§ **Text excerpt**
_ _ _
Shop 'til They Drop | Sojourners

Shop 'til They Drop

Ever wonder why things in the local mall are so cheap? Prison labor may be part of the answer.
woaiss / Shutterstock
woaiss / Shutterstock

TWO WEEKS BEFORE Christmas last year, I stood with 50 other national faith leaders on the banks of the Alabama River in Montgomery, Ala., trying to imagine what it must have been like to stand on that land in 1850, at the height of the black chattel slave trade.

We were embarking on a one-day pilgrimage convened by Sojourners and hosted by the Equal Justice Initiative (EJI). We were there to understand one thing: the nature of the confinement and control of black bodies in the U.S. from chattel slavery through Jim Crow to mass incarceration.

Congress banned the import of enslaved people in 1808, but it did not ban the slave industry. Slave traders turned inward. Men, women, and children of African descent were sold in the Upper South; chained together with shackles around their feet, wrists, waists, and necks; and marched—often without shoes—over hundreds of miles into the Deep South for sale to farm owners desperate to meet the explosive global demand for cotton after the invention of the cotton gin.

“But walking was too slow and expensive to meet the high demand,” said Bryan Stevenson, founding executive director of EJI, to the faith leaders standing at the mouth of Montgomery’s Commerce Street. Stevenson explained that sales multiplied as transport methods improved. By the 1840s, the Commerce Street port housed a steamboat dock and a train station. Rather than marching 20 people over hundreds of miles, traders could transport hundreds of en-slaved people at a time—quicker and less expensive. Slavery was industry. Even in these early iterations, maximizing profit and lowering the bottom line were of chief concern.
_ _ _
§ **Supplied material**
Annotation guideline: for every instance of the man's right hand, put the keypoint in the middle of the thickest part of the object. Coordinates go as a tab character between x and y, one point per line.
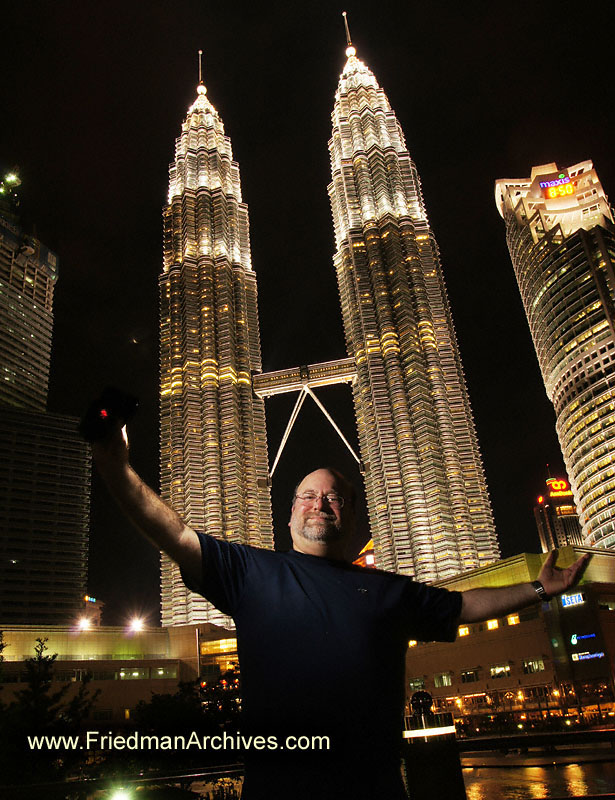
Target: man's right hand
111	453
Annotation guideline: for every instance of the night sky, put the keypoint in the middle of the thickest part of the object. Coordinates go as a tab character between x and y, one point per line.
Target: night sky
93	98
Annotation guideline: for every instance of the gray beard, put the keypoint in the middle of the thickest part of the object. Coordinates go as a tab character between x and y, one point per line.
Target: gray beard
321	530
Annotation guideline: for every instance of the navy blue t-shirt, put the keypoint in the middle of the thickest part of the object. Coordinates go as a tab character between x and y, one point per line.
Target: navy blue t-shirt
322	643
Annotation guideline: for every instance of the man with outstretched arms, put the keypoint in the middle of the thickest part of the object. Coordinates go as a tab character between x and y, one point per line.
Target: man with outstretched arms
321	642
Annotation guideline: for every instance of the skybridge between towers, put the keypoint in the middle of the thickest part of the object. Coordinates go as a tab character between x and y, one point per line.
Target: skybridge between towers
305	379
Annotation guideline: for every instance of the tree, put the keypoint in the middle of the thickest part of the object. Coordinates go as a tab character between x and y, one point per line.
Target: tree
38	711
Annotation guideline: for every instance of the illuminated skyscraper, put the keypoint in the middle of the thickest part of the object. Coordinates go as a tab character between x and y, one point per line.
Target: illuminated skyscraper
428	504
559	229
213	441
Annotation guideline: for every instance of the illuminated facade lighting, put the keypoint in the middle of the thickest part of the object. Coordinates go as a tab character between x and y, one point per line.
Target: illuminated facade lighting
213	440
429	509
562	248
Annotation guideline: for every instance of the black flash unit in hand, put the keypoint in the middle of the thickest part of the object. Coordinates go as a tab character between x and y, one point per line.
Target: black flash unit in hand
111	407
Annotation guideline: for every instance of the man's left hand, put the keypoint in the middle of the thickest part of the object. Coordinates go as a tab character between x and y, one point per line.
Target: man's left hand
556	580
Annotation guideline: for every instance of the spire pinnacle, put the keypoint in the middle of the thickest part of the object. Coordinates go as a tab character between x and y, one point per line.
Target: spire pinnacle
201	87
350	51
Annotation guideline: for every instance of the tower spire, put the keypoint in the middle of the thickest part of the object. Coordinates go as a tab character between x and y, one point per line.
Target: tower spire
350	50
201	89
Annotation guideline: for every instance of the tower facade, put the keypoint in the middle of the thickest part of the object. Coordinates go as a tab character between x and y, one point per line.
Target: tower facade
427	498
560	234
214	469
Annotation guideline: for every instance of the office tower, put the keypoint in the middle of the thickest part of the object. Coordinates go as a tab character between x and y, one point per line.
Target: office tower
214	469
559	229
44	518
28	273
556	517
44	464
428	504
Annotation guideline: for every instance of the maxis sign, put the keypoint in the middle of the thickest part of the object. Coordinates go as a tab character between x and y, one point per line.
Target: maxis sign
557	187
586	656
572	599
576	637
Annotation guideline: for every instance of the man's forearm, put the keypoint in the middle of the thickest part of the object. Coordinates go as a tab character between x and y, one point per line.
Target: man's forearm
481	604
159	523
145	509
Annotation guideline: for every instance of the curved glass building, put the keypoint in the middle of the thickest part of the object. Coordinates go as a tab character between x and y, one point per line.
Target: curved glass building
559	229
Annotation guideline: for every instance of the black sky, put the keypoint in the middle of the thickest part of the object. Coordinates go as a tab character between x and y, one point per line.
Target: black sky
93	97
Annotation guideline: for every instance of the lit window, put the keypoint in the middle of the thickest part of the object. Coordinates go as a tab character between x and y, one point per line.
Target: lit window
500	671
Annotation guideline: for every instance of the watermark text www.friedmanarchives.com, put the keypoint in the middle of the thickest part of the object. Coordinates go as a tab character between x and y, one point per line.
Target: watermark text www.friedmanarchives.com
95	740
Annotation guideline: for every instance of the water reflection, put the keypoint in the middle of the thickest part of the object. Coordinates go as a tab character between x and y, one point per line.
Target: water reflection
577	785
530	783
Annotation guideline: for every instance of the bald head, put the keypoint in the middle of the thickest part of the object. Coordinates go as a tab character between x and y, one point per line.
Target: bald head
319	525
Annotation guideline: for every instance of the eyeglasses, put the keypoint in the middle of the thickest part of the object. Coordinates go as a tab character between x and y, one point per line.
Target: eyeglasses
333	499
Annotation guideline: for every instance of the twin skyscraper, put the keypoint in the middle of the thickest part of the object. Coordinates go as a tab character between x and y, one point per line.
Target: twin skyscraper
428	505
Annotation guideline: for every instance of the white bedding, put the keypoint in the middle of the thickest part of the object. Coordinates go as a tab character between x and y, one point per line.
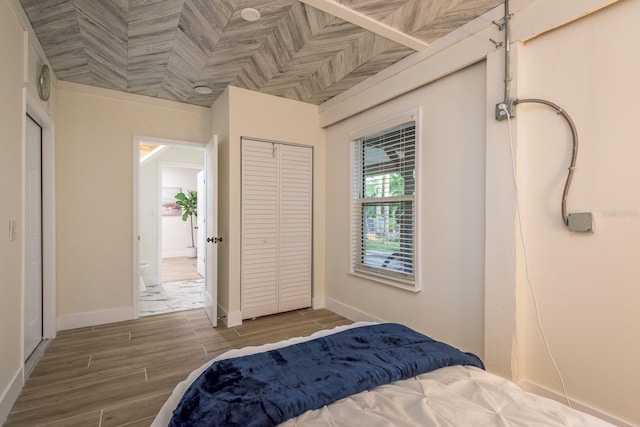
_ _ _
§ **Tasks and exercises**
a – Please return everything in the Sojourners article from "Ever wonder why" down to "chattel slave trade.".
b – In what year did Congress ban the import of enslaved people, according to the Sojourners article?
The rows come from a source unrelated to the Sojourners article.

§ **Responses per task**
a –
Ever wonder why things in the local mall are so cheap? Prison labor may be part of the answer.
woaiss / Shutterstock
woaiss / Shutterstock

TWO WEEKS BEFORE Christmas last year, I stood with 50 other national faith leaders on the banks of the Alabama River in Montgomery, Ala., trying to imagine what it must have been like to stand on that land in 1850, at the height of the black chattel slave trade.

b – 1808